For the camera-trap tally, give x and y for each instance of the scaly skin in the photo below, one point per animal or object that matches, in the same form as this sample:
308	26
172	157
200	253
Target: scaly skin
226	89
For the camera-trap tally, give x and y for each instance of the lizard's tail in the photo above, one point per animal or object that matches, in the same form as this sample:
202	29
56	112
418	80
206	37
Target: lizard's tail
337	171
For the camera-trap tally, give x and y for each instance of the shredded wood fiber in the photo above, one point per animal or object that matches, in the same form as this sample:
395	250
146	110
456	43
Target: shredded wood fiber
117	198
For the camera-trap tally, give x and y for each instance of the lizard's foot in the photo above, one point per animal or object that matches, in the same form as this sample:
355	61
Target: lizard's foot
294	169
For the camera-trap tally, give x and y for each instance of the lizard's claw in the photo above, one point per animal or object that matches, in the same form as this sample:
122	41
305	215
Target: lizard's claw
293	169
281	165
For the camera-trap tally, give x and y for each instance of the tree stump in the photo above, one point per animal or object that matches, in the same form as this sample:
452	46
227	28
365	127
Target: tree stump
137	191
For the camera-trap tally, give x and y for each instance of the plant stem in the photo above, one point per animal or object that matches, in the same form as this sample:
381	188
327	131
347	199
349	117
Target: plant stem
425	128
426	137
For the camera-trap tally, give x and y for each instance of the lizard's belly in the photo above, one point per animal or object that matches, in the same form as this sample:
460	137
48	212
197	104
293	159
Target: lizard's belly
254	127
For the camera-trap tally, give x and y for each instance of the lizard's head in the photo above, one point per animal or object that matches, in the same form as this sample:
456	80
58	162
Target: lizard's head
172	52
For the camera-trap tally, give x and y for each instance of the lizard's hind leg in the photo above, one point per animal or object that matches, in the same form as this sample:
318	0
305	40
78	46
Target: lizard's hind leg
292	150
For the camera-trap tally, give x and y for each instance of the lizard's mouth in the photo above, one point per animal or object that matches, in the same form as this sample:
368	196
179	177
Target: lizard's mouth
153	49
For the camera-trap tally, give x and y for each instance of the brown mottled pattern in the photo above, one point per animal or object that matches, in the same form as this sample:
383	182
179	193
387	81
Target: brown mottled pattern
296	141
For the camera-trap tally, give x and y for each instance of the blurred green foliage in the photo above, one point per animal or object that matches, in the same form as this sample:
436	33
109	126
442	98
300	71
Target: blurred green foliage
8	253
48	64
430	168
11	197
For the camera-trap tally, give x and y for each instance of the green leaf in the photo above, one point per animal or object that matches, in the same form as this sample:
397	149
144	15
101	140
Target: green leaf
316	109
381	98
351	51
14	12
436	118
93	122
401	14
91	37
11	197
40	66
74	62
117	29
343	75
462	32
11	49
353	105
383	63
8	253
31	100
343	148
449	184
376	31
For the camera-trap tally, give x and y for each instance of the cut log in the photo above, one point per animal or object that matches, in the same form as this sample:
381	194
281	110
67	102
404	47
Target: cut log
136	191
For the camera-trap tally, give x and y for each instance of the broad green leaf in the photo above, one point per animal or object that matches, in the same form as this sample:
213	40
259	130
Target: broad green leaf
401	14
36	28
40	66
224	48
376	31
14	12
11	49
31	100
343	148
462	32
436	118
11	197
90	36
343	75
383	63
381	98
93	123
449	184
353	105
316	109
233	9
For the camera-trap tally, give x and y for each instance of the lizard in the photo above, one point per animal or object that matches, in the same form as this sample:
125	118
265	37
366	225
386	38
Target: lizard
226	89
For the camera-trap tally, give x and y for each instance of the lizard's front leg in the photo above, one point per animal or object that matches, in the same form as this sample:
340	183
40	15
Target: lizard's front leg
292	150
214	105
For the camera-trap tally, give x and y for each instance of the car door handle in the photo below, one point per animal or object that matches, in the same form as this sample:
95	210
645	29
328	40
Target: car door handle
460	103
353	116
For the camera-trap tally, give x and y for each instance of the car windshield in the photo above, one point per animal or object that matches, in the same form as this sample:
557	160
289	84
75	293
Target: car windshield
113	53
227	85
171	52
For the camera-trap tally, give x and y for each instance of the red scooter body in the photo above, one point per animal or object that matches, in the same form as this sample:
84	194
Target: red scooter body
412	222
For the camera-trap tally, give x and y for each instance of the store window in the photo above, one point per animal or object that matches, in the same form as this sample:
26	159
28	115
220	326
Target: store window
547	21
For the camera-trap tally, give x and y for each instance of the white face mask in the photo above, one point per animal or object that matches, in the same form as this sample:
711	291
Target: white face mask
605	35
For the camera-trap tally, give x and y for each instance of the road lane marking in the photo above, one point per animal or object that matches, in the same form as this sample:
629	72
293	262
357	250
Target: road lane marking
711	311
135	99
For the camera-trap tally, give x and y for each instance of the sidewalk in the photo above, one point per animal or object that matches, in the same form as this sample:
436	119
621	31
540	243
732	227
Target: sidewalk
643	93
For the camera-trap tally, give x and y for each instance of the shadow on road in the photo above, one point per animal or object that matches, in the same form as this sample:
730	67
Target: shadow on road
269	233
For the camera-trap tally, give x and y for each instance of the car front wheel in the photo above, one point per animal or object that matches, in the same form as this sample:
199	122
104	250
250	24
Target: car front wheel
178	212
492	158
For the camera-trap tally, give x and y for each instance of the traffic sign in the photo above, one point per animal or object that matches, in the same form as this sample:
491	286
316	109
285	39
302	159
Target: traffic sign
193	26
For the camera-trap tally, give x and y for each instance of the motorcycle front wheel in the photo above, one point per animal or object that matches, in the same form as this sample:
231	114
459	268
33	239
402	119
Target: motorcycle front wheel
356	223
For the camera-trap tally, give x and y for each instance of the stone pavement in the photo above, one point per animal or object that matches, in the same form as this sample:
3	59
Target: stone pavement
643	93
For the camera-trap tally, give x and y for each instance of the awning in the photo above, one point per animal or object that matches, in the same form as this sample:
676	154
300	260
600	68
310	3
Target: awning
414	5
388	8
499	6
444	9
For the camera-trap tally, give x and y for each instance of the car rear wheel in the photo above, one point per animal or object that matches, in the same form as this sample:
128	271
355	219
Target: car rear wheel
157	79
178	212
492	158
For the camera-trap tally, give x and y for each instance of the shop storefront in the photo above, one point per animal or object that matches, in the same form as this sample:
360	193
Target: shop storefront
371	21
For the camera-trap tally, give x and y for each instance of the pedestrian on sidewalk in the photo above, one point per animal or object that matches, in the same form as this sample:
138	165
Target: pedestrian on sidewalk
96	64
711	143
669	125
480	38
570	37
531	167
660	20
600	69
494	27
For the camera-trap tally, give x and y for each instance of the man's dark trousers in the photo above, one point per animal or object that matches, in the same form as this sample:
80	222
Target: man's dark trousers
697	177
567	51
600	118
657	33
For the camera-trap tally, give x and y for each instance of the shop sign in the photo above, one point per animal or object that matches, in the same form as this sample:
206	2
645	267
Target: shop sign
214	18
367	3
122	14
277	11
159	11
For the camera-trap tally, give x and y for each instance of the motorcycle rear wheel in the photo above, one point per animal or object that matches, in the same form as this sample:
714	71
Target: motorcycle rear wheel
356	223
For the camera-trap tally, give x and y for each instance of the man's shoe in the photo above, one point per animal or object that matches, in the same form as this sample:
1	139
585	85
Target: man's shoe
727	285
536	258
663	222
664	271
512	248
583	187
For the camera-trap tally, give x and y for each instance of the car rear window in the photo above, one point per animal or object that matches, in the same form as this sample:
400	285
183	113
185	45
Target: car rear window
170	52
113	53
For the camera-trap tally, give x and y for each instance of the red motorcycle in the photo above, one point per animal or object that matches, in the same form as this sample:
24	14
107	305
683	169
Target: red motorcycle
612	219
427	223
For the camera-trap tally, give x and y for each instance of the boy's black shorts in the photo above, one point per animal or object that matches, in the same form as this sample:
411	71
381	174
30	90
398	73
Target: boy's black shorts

§ Stated problem: Go through the entries and repeat each one exactly.

§ Written answer:
For the camera-trap tally, give x and y for each instance of the scaly skin in the photo below, one point per animal or object that matches, in the same form as this sample:
308	26
172	157
200	253
Target: scaly skin
226	89
For the camera-trap tally, give x and y for each instance of the lizard's tail in the photo above, one point per animal or object that matches, in the same form as this sample:
202	29
56	112
418	80
206	37
Target: lizard's tail
337	171
For the camera-trap tally, give x and y for each instance of the shredded wood fiber in the photo above, one point per animal or object that matches, in the same form as this sample:
395	250
146	110
456	43
Target: shredded wood fiber
117	198
For the camera-trap tally, give x and y for each instance of the lizard's foot in the photo above, one point per animal or object that matches, in the same form as this sample:
355	61
Target: lizard's foot
294	169
For the camera-trap tally, give x and y for each instance of the lizard's claw in the photo above, one point per animal or object that matches, in the same form as this sample:
122	41
305	215
Target: lizard's claw
293	169
281	165
For the camera-trap tally, give x and y for each instance of the tree stump in the photo above, one point per animal or object that matches, in the same form as this sample:
452	46
227	28
365	127
Target: tree stump
137	191
For the camera-trap tally, give x and y for each instance of the plant stem in the photo above, one point per animal or object that matches, in the same form as this sample:
381	188
327	131
347	199
349	117
Target: plant stem
425	128
426	137
For the camera-trap tally, give x and y for each instance of the lizard's belly in the photo above, one point per animal or object that matches, in the same form as this sample:
460	137
48	212
197	104
293	159
Target: lizard's belly
254	127
For the camera-trap tally, give x and y for each instance of the lizard's head in the photo above, one point per animal or object that matches, in the same form as this sample:
456	80
58	162
Target: lizard's head
172	52
For the camera-trap tally, give x and y for each instance of the lizard's hind leg in the photo above, one point per animal or object that matches, in the same form as this sample:
318	0
305	40
78	46
Target: lizard's hind leg
292	150
For the camera-trap tally, give x and y for each instance of the lizard's mouth in the photo above, one point per animal or object that matches, in the same form as this sample:
368	196
179	177
Target: lizard's mouth
153	49
For the camera-trap tally, give x and y for each instance of the brown mottled pattern in the photo above, one point per animal or object that matches, in the same form as this sample:
383	182
179	193
387	81
Target: brown mottled pattern
296	141
For the camera-trap tally, give x and y for each instance of the blurred green foliage in the photo above, one point per animal or object that matches, in the same form as this sample:
436	33
109	126
442	98
300	71
Target: blurred green foliage
8	253
48	64
430	168
11	197
For the camera-trap tally, give x and y for each instance of the green leaf in the photo above, one point per animal or object that matches, in the same form as this sample:
397	149
144	15
101	140
Target: green leaf
316	109
381	98
351	51
14	12
436	118
93	122
401	14
91	37
11	197
40	66
74	62
117	29
343	75
462	32
11	49
353	105
383	63
8	253
31	100
343	148
449	184
376	31
For the camera-trap tally, give x and y for each instance of the cut log in the photo above, one point per animal or object that matches, in the same form as this sample:
381	194
281	110
67	102
404	47
Target: cut log
136	191
For the camera-trap tally, give x and y for each instance of the broad green leaf in the photo above, one point per animal or object that matches, in the same form as this sample:
213	40
259	130
Target: broad green leaf
401	14
36	28
40	66
224	48
376	31
14	12
11	49
31	100
343	148
462	32
436	118
11	197
90	36
343	75
383	63
381	98
93	123
449	184
353	105
316	109
233	9
For the camera-trap tally, give x and y for each instance of the lizard in the photo above, one point per animal or object that matches, in the same form as this sample:
125	118
265	37
366	225
386	38
Target: lizard
226	89
For the camera-trap tally, give x and y for each instance of the lizard's front leg in the photo above, one point per animal or object that matches, in the same form as this sample:
340	183
40	15
Target: lizard's front leg
292	150
214	105
For the camera-trap tally, give x and y for each instance of the car door handle in the photo below, one point per animal or object that matches, in the same form as this sample:
95	210
645	29
328	40
Target: car door handle
460	103
353	116
For the camera-trap tally, give x and y for each instance of the car windshield in the photo above, one point per animal or object that matches, in the same form as this sample:
557	160
289	84
75	293
Target: car windshield
113	53
227	85
171	52
For the camera-trap tally, give x and y for each instance of the red scooter body in the photo above, one point per animal or object that matches, in the same form as this sample:
84	194
Target: red scooter body
412	222
For the camera-trap tally, give x and y for each instance of the store window in the photo above, one point per animal or object that matches, in the same form as this sample:
26	159
28	115
220	326
Target: store window
547	21
For the camera-trap tally, give x and y for each instance of the white face mask in the photo above, one point per animal or object that matches, in the same form as this sample:
711	291
Target: white face mask
605	35
For the camera-trap tally, give x and y for each instance of the road lane marking in the photo above, one point per animal or object that matches, in the same form as this sample:
629	72
293	262
357	250
Target: road lane marking
711	311
135	99
For the camera-trap tally, give x and y for each instance of the sidewalk in the photo above, one point per animal or object that matches, in the same form as this sample:
436	119
621	31
540	243
732	227
Target: sidewalk
643	93
For the camera-trap tally, give x and y for each instance of the shadow on road in the photo above, one point per animal or object that matches, in the same form as this sample:
730	67
Target: shadow on road
269	233
For the camera-trap tally, give x and y for each instance of the car front wheel in the photo above, one point per animal or object that matches, in the same form as this sample:
199	122
104	250
250	24
Target: car front wheel
178	212
492	158
For the camera-trap tally, give x and y for each instance of the traffic sign in the photo above, one point per animal or object that matches, in the same form as this sample:
491	286
316	109
285	39
302	159
Target: traffic sign
193	26
For the camera-trap tally, give x and y for each instance of the motorcycle front wheel in the photo above, one point per animal or object that matches, in the same form as this sample:
231	114
459	268
33	239
402	119
Target: motorcycle front wheel
356	223
For the camera-trap tally, give x and y for each instance of the stone pavement in the photo above, one point per animal or object that matches, in the same form as this sample:
3	59
Target: stone pavement
643	93
For the camera-trap tally, give x and y for each instance of the awning in the photo above, one point per animal or object that matches, in the same form as this sample:
676	154
300	260
600	68
310	3
Target: awning
414	5
388	8
499	6
444	9
For the camera-trap tally, give x and y for each instance of the car rear wheel in the photo above, one point per animal or object that matches, in the same form as this sample:
128	271
355	219
Target: car rear wheel
157	79
178	212
492	158
For the camera-trap tally, give x and y for each instance of the shop storefront in the photo above, one point per animal or object that matches, in the same form as this sample:
360	193
Target: shop storefront
371	21
For the camera-trap tally, give x and y for each instance of the pedestrian on sidewalk in the photo above, one point per animal or object that matches, in the same form as this sample:
138	165
Target: pedestrian on sidewalk
96	64
711	143
669	125
480	38
570	37
531	167
660	20
600	69
494	27
For the camera-trap tally, give x and y for each instance of the man's dark trousers in the photo above, one point per animal or object that matches, in the same form as this sample:
80	222
Target: man's dark trousers
697	177
567	51
600	118
657	33
For the camera-trap tally, give x and y for each instance of the shop sign in the photo above, one point per animal or object that matches, in the same form as this sample:
206	2
645	267
Target: shop sign
214	18
367	3
122	14
277	11
159	11
For the camera-trap tally, give x and y for each instance of the motorcycle rear wheel in the photo above, one point per animal or object that matches, in the same form as this sample:
714	71
Target: motorcycle rear wheel
356	223
For the camera-trap tally, give x and y for each instance of the man's shoe in the photo above, one point per animal or object that matches, in the same form as this sample:
1	139
585	85
Target: man's shoe
727	285
536	258
663	222
664	271
512	248
583	187
For the camera-trap tally, give x and y for each instance of the car rear window in the photo above, one point per animal or object that matches, in the same form as this sample:
400	285
183	113
185	45
Target: car rear window
170	52
113	53
For the camera-trap tally, give x and y for each instance of the red motorcycle in the photo above, one point per animal or object that matches, in the same form as this sample:
24	14
107	305
683	169
Target: red motorcycle
612	219
427	223
For the camera-trap tally, give x and y for each instance of the boy's black shorts in the photo above, one point per animal or object that matches, in the same form as this sample:
411	71
381	174
30	90
398	73
Target: boy's black shorts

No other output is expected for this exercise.